REQUIRED ACTION: Start with the line containing "Look at the photo above. For every instance of the ice" and write out each line through the end of the listing, exactly as given.

= Beginning of Section =

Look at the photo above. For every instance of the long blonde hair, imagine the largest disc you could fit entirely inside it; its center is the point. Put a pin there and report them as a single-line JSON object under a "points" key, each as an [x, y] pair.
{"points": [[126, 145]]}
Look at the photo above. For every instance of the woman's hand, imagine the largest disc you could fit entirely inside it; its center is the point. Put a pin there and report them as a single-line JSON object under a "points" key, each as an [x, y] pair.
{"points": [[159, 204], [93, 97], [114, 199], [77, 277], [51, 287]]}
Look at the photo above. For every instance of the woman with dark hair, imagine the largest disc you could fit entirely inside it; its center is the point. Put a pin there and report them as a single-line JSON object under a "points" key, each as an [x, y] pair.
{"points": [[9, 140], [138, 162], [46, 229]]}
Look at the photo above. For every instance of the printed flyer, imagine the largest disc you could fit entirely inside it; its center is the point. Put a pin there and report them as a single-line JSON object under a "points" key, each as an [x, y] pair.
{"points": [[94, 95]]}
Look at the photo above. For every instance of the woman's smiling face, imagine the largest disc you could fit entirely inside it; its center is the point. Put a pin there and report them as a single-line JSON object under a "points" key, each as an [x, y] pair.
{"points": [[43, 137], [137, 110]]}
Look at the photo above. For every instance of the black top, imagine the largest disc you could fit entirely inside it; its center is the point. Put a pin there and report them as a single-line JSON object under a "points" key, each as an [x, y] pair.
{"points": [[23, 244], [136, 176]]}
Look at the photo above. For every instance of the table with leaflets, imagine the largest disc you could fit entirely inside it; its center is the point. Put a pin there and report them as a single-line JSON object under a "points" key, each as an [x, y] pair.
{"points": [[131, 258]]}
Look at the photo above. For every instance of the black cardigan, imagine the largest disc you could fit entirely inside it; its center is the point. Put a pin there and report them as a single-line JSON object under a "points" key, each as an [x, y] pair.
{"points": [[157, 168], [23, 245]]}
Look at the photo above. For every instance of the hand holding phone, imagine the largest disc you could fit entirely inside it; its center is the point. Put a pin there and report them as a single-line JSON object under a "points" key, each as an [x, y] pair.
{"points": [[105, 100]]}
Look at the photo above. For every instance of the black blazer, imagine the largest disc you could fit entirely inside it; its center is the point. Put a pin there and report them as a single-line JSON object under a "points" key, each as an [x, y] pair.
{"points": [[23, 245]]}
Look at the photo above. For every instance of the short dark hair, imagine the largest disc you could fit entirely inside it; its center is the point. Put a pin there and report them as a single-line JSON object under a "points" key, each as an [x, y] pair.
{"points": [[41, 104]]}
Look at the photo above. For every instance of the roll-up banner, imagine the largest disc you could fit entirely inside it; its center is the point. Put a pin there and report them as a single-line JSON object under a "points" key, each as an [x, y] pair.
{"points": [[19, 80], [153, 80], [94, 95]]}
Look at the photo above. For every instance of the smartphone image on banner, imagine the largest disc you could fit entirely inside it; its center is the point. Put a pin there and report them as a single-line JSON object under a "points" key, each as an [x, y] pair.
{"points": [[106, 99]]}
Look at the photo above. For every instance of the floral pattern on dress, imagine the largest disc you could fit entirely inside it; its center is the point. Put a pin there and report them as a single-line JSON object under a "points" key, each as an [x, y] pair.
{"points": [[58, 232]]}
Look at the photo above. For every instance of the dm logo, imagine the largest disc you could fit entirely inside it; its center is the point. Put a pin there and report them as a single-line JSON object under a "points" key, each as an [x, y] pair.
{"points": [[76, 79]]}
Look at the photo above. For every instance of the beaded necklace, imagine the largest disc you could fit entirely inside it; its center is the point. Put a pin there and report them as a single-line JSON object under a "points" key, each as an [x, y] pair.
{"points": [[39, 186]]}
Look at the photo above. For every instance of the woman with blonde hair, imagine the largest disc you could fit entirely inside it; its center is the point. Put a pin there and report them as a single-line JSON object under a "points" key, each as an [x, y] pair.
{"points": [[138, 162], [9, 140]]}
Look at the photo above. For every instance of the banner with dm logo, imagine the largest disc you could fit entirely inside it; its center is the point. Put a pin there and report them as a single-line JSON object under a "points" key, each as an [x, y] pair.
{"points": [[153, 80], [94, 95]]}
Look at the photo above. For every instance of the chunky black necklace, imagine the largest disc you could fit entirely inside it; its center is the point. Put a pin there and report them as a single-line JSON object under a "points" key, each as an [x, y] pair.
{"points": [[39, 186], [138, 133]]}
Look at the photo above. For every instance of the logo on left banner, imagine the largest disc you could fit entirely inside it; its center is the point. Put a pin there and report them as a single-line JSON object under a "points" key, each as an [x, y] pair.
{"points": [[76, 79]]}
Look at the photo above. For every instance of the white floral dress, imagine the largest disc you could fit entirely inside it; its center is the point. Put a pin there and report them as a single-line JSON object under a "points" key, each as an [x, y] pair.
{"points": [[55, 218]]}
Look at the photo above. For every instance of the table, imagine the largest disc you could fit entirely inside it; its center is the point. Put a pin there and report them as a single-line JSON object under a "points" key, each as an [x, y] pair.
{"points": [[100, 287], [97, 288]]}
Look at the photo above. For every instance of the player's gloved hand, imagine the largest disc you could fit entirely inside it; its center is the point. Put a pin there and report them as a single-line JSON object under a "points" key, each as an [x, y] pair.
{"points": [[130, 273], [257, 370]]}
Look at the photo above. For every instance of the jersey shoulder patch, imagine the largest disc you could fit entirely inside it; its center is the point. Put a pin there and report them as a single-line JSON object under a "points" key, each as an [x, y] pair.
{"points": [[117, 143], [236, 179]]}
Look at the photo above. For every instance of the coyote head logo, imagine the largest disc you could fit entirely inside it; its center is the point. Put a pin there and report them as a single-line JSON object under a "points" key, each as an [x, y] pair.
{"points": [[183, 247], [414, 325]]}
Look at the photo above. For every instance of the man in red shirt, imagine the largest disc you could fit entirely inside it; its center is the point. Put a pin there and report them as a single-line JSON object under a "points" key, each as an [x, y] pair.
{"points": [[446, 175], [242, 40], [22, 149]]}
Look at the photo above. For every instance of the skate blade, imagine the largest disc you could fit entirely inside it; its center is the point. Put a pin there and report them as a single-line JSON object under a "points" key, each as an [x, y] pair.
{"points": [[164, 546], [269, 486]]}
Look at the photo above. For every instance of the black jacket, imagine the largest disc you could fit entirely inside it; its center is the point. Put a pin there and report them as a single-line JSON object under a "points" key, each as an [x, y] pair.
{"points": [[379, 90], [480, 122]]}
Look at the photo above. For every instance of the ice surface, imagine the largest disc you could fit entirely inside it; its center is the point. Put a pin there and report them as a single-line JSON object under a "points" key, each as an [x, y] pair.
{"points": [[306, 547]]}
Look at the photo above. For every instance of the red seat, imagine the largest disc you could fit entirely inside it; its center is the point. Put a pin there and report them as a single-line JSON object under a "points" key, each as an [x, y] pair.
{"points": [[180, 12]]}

= End of Section =

ANSWER SECTION:
Look at the photo above. For every instance of the ice surface, imagine the largest disc you could fit entirely inside it; its center is the point. Put a pin there and report them as a single-line JSON object under a "points" key, each as an [x, y] pair.
{"points": [[306, 547]]}
Look at the photo above. For every instance of the red seat, imagine the largest disc you could fit entirely inside it; its center is the point. Put a pin there and report them as a single-line JSON object under a "points" key, each as an [x, y] pair.
{"points": [[180, 12]]}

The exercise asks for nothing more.